— Start —
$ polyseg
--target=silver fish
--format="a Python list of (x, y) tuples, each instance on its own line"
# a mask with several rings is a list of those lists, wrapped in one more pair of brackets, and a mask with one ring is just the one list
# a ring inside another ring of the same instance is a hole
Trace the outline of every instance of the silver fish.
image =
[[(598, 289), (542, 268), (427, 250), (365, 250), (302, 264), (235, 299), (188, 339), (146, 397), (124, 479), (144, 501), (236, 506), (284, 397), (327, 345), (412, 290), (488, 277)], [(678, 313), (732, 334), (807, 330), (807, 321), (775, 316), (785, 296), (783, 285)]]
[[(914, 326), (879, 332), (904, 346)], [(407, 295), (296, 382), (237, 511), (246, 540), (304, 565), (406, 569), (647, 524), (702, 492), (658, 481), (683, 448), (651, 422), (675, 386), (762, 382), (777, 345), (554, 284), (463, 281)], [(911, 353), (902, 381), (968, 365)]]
— End —
— Start —
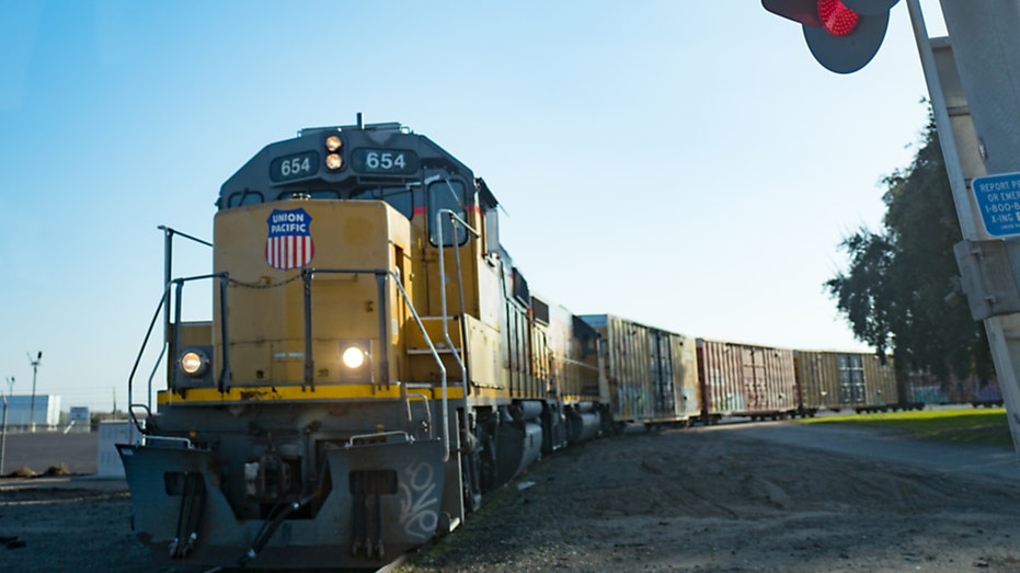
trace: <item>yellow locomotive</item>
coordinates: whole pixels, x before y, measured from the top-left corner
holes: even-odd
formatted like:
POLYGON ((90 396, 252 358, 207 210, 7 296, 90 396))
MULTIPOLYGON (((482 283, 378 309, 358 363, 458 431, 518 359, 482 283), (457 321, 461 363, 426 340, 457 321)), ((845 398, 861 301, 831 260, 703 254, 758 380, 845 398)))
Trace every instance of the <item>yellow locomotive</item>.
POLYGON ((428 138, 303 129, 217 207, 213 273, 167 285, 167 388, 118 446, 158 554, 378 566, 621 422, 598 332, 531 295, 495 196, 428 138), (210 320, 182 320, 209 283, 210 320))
— End —
Update the lines from the line with "trace: <item>yellow locomotive</item>" to the line with "POLYGON ((90 396, 252" by changing "top-left" to "upper-left", and give those lines back with everything else unchanged.

trace: <item>yellow locomotive</item>
coordinates: whole pixels, x before y, measured from the upper-left corner
holes: even-odd
formatted like:
POLYGON ((90 396, 252 358, 207 210, 7 296, 90 396))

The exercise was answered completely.